## [Exercise brief]
Print verbatim the lines of the entries from the one containing "The model proposes bounding regions for the light" to the last, inclusive, and no others.

## [Saved data entries]
··········

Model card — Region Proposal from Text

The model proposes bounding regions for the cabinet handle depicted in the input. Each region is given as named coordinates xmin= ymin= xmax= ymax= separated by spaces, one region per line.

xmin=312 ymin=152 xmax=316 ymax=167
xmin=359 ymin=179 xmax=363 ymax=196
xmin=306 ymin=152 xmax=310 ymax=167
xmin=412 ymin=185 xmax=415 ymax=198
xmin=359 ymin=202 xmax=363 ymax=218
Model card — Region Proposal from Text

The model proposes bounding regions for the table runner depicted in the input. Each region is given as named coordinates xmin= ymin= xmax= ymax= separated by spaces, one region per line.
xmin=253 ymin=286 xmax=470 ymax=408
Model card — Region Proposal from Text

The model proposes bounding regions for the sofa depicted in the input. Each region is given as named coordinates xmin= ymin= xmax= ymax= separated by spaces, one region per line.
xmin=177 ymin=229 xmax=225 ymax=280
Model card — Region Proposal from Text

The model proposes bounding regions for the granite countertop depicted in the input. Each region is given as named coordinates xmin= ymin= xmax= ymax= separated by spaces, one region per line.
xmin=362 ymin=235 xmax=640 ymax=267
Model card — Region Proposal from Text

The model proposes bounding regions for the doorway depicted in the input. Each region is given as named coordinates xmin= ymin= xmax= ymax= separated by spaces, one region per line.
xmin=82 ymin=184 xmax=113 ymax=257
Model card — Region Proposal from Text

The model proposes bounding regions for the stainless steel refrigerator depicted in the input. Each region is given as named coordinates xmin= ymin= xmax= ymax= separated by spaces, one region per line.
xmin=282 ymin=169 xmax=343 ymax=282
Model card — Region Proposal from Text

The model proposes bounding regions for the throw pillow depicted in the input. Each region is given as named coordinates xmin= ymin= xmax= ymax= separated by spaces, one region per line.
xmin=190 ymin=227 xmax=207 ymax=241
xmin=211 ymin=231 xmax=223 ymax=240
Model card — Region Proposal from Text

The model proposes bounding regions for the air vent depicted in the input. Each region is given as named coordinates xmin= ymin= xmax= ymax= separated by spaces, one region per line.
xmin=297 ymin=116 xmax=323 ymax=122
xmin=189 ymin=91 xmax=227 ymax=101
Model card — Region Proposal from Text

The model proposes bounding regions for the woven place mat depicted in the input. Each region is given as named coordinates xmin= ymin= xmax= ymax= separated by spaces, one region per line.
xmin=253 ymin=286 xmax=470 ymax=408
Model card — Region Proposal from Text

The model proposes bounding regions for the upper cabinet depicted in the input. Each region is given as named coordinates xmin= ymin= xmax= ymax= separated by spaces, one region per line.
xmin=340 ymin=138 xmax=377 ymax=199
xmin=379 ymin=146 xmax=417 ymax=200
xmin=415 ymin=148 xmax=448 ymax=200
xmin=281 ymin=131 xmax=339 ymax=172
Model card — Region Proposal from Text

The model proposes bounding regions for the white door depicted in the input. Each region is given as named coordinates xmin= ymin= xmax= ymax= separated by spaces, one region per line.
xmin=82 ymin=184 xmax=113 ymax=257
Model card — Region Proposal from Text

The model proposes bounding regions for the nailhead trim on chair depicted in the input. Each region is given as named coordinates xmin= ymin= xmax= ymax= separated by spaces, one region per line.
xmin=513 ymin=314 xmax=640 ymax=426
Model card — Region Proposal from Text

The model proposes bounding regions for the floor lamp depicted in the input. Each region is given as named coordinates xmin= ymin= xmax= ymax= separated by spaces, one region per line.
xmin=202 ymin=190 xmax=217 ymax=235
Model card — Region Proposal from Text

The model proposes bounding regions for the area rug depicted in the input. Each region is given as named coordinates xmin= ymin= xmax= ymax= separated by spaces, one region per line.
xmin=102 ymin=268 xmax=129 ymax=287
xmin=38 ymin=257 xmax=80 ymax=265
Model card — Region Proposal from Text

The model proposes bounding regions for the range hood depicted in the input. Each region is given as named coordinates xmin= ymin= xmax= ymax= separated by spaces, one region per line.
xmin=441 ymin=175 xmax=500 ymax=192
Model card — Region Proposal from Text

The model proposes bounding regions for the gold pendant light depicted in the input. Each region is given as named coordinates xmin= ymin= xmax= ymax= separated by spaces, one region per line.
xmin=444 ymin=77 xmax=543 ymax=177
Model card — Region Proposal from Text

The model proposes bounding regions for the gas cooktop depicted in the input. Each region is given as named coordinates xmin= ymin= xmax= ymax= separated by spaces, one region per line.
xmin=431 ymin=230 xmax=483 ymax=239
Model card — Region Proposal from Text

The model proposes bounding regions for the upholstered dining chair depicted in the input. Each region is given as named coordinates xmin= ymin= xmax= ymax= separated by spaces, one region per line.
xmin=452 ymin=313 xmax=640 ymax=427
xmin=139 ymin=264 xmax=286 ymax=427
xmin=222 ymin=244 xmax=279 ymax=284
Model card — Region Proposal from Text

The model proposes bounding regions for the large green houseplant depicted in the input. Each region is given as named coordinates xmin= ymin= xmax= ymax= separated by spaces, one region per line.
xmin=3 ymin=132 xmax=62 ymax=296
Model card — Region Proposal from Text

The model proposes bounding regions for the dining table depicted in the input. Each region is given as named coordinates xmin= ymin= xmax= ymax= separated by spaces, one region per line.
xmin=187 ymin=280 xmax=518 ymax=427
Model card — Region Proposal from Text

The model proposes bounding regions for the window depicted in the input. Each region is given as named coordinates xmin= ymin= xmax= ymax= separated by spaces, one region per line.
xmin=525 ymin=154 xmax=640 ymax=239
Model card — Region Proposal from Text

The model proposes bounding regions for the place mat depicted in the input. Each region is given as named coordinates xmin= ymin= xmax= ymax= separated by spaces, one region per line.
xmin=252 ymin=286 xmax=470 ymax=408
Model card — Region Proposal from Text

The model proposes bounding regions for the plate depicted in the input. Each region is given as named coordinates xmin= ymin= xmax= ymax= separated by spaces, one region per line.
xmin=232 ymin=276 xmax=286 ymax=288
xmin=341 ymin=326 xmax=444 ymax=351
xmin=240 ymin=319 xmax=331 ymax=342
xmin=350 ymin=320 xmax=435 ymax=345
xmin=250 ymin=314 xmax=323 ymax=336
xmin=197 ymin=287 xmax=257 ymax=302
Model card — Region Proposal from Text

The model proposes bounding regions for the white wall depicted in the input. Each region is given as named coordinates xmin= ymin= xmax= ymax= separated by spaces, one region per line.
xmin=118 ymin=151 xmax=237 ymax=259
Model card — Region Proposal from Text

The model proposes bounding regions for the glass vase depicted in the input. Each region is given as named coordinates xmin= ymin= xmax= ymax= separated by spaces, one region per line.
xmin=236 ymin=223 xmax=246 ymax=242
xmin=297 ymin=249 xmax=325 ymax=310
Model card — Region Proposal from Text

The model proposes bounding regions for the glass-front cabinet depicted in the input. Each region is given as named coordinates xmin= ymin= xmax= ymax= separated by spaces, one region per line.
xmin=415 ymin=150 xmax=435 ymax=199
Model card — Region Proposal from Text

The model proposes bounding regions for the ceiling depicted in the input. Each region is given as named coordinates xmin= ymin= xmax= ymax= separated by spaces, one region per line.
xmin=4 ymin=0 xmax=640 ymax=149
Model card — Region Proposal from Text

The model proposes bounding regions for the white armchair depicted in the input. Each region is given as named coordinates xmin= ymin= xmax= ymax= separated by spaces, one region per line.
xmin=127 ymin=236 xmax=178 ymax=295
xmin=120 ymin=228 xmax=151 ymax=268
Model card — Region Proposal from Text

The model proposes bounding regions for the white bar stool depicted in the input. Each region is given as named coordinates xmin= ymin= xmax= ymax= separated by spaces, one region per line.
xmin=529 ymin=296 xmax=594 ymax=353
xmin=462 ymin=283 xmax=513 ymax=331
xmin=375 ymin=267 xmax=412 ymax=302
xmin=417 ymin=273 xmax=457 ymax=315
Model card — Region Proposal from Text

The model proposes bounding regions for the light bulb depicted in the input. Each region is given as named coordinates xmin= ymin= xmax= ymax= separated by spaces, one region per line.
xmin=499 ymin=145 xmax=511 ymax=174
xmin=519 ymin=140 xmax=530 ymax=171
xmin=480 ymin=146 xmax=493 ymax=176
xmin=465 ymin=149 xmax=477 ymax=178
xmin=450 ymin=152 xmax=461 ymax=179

··········

## [Response box]
The model proposes bounding regions for the light bulb depicted in the input. Each region is given as named coordinates xmin= ymin= xmax= ymax= separated by spaces, one region per line.
xmin=499 ymin=145 xmax=511 ymax=174
xmin=519 ymin=140 xmax=530 ymax=171
xmin=480 ymin=146 xmax=493 ymax=176
xmin=465 ymin=149 xmax=477 ymax=178
xmin=450 ymin=152 xmax=461 ymax=179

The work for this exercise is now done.